+++ Texto base

O ser humano não se cansa de
surpreender. Na fila do supermercado, bem no caixa rápido para quem leva até 10
itens, a senhora posicionou o carrinho cheio. Muito cheio. Ao lado, a garotinha
alertou: “– Mãe, aqui é só para quem tem 10 compras. Está escrito ali”.
A jovem senhora fez cara de
paisagem e pôs o dedo indicador em frente a boca – gesto universal de pedido de
silêncio.
A menina, que deve ter 9, 10
anos, insistiu: “– Mas mãe, olha o que está escrito ali”. A mulher, mais
ríspida, soltou um psiu, acompanhado de uma cara bem feia. A próxima ameaça
provavelmente seria tirar todos os pacotes de biscoito do carrinho. Mas a menina
não se intimidou e voltou a dizer que a mãe estava no caixa errado.
O rapaz que vinha atrás e não
usava nem a cestinha, abraçando suas poucas compras, tinha a impassividade dos
humildes, a mocinha do caixa fingia se concentrar nas compras do cliente que
digitava a senha do cartão na maquininha. O único olhar reprovador foi o do
homem que pagava. Não disse nada; não precisava.
A mulher deu ré no carrinho e
foi procurar outro caixa, mas fez cara de quem comeu e não gostou e pisou alto
com a altivez de um ministro pego em flagrante delito. Evidentemente
contrariada, esperou a passagem de um carrinho tão cheio quanto o dela sem dizer
nada; e sem responder as perguntas que a menininha fazia sem parar e sobre tudo
– menos sobre a fila do caixa; aquilo estava resolvido.
Falta de educação faz parte da
vida adulta. Não devia mas faz. Nos acostumamos com as pequenas malandragens do
dia a dia, como carros estacionados em fila dupla, troco de balinha, o médico
que pergunta se a gente vai querer nota fiscal, porque aí é mais caro ou o
fiscal que dá toda a pinta de querer uma bola, mas a gente nunca sabe se é para
se livrar do problema ou para ser flagrado em mais um delito.
As crianças deviam estar
protegidas desse mundo. A formação do caráter precisa de exemplos retos,
incorruptíveis, pretos ou brancos; depois a vida vai tratar de torcer a
personalidade de cada um da maneira que se apresentar e surgirão os tons de
cinza.
Adultos são capazes de entender
a responsabilidade que cada ação traz consigo; conhecem as consequências, mesmo
que finjam surpresa quando pegos com a mão na botija.
Há um enorme desânimo no país,
que aumenta a cada ex-culpado declarado inocente, a cada malandragem judicial
descoberta, a cada poderoso resgatado. Há uma breve comemoração quando alguém
de alto coturno é levado aos costumes, mas a ressaca vem em seguida. “Onde
vamos parar?” virou uma pergunta retórica há tempos, infelizmente sem data para
deixar de ecoar. E vamos levando.
A pequena esperteza da mulher do
caixa foi barrada por uma criança que ainda não entende o mundo dos adultos.
Pena que logo, logo ela será uma de nós.

++++++
+++ Seção de registros

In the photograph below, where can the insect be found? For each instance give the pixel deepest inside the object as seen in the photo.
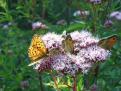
(108, 43)
(68, 43)
(37, 49)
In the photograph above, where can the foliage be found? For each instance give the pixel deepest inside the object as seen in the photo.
(16, 17)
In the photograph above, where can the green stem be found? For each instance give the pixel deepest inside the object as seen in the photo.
(41, 85)
(55, 81)
(74, 84)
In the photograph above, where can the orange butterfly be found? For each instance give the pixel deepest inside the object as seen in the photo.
(68, 43)
(37, 49)
(108, 43)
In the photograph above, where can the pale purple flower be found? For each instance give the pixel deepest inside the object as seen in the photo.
(61, 22)
(39, 25)
(108, 23)
(86, 53)
(116, 15)
(95, 1)
(81, 13)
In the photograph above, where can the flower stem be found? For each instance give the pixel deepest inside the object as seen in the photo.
(74, 84)
(41, 85)
(55, 81)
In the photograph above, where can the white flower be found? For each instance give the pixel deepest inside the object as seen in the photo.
(116, 15)
(86, 53)
(37, 25)
(81, 13)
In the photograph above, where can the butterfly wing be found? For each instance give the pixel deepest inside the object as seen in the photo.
(68, 44)
(108, 43)
(37, 48)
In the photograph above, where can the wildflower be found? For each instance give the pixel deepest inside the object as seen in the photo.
(116, 15)
(38, 25)
(95, 1)
(108, 23)
(61, 22)
(24, 84)
(81, 13)
(86, 53)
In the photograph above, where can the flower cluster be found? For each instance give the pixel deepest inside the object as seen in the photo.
(116, 15)
(39, 25)
(95, 1)
(86, 53)
(81, 13)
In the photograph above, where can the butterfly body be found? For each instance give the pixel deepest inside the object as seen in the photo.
(37, 48)
(108, 43)
(68, 44)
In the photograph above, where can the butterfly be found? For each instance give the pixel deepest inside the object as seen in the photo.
(108, 43)
(37, 49)
(68, 44)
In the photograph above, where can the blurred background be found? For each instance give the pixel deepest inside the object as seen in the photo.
(20, 19)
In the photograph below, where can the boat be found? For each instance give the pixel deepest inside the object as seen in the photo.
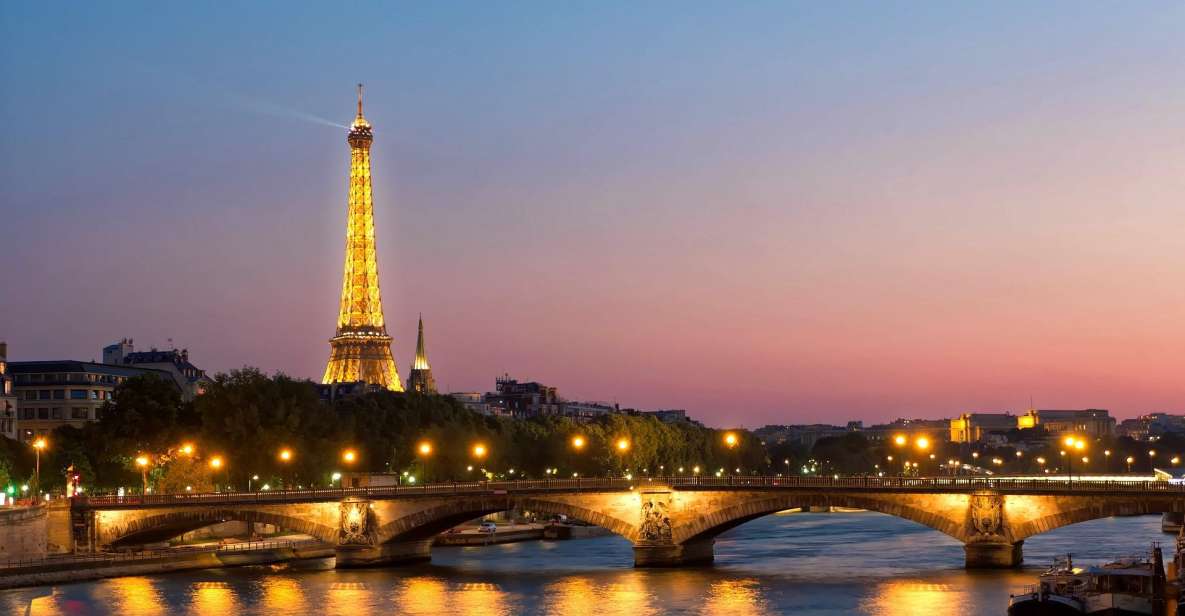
(1127, 586)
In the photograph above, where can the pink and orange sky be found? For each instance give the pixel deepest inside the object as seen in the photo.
(770, 213)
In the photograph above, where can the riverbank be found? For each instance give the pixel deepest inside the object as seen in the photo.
(61, 570)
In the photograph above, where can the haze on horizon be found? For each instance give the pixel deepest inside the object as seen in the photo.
(775, 212)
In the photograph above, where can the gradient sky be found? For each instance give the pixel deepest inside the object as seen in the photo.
(761, 212)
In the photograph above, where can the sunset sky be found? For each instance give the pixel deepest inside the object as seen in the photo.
(761, 212)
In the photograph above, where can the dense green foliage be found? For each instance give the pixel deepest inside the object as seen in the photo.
(247, 418)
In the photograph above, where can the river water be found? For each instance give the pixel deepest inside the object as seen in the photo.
(801, 564)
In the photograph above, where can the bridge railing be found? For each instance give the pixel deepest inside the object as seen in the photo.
(149, 554)
(1017, 485)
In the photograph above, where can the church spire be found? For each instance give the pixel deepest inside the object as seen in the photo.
(421, 379)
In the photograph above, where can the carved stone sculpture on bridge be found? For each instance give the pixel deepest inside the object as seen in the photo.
(354, 528)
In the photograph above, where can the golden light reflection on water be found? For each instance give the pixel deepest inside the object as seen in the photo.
(580, 595)
(735, 596)
(352, 598)
(213, 598)
(283, 594)
(915, 598)
(487, 600)
(136, 596)
(422, 596)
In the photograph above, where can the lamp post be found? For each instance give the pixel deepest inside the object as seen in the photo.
(216, 464)
(38, 446)
(142, 462)
(423, 450)
(286, 456)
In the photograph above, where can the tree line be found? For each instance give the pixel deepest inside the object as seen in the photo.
(247, 418)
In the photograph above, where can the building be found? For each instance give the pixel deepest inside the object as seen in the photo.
(7, 397)
(975, 427)
(521, 399)
(55, 393)
(190, 379)
(362, 348)
(1151, 427)
(1087, 422)
(421, 379)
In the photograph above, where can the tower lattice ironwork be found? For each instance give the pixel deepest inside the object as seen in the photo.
(362, 347)
(421, 377)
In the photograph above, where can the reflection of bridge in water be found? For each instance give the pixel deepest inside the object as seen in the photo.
(670, 520)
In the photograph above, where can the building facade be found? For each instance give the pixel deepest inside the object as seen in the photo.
(189, 378)
(7, 397)
(55, 393)
(975, 427)
(1086, 422)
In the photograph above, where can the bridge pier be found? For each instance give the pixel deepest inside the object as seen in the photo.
(679, 554)
(394, 553)
(984, 554)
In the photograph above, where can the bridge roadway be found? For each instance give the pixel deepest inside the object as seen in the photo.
(671, 520)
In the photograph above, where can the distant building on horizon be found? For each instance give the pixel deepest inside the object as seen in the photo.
(7, 397)
(190, 379)
(975, 427)
(68, 392)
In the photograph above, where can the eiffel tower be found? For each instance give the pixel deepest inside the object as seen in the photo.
(362, 348)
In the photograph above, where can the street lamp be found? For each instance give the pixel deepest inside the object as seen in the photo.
(142, 462)
(216, 464)
(38, 446)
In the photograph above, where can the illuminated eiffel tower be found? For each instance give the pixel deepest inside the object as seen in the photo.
(362, 348)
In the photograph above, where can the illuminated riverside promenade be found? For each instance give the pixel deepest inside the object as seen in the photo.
(670, 521)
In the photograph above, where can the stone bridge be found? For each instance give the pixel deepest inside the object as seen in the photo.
(670, 520)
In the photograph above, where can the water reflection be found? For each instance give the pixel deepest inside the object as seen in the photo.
(914, 597)
(728, 597)
(138, 596)
(213, 598)
(422, 596)
(283, 594)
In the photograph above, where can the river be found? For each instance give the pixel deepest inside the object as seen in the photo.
(801, 564)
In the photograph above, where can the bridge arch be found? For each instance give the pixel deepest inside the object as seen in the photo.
(1082, 509)
(431, 521)
(166, 525)
(728, 518)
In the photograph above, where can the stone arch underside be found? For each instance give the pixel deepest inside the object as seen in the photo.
(1093, 508)
(434, 520)
(728, 518)
(162, 526)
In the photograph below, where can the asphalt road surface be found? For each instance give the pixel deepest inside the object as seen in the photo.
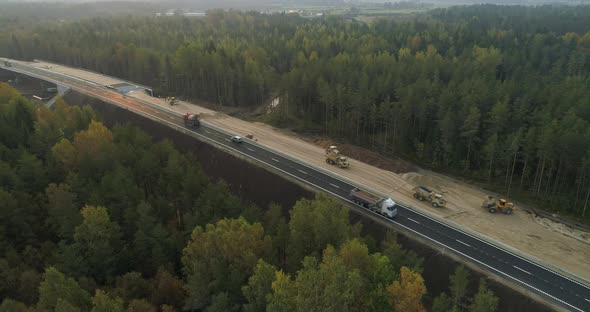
(552, 286)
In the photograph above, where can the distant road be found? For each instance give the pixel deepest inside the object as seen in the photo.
(547, 284)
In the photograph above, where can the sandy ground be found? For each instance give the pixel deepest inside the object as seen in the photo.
(544, 239)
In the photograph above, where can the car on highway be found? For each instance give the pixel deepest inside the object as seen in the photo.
(237, 139)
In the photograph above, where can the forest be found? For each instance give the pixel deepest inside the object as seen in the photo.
(495, 94)
(98, 219)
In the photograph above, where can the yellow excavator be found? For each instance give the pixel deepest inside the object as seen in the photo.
(501, 205)
(333, 157)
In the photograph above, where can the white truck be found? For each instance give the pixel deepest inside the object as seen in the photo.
(381, 205)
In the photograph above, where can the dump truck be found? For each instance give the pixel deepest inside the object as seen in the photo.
(191, 120)
(422, 193)
(333, 157)
(502, 205)
(384, 206)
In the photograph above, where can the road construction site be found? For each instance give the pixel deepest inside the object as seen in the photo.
(546, 241)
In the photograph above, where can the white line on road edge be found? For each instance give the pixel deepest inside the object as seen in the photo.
(527, 272)
(503, 249)
(463, 243)
(413, 220)
(491, 268)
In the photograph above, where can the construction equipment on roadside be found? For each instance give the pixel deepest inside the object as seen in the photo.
(192, 120)
(421, 193)
(502, 205)
(333, 157)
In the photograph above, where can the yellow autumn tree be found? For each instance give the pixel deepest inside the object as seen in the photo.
(93, 141)
(406, 294)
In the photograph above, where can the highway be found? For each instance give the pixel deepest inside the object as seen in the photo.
(546, 283)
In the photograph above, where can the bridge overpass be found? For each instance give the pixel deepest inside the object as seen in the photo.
(562, 290)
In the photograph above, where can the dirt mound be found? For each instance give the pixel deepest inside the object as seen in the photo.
(368, 157)
(584, 237)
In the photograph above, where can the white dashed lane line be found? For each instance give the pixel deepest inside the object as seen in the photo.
(413, 220)
(463, 243)
(527, 272)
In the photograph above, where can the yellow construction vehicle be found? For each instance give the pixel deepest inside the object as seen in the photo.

++++++

### Tarefa proposta
Transcreva o trecho do texto sobre a fila do supermercado que começa em "Há um enorme" e termina em "mundo dos adultos.".

### Espaço de resposta
Há um enorme desânimo no país,
que aumenta a cada ex-culpado declarado inocente, a cada malandragem judicial
descoberta, a cada poderoso resgatado. Há uma breve comemoração quando alguém
de alto coturno é levado aos costumes, mas a ressaca vem em seguida. “Onde
vamos parar?” virou uma pergunta retórica há tempos, infelizmente sem data para
deixar de ecoar. E vamos levando.
A pequena esperteza da mulher do
caixa foi barrada por uma criança que ainda não entende o mundo dos adultos.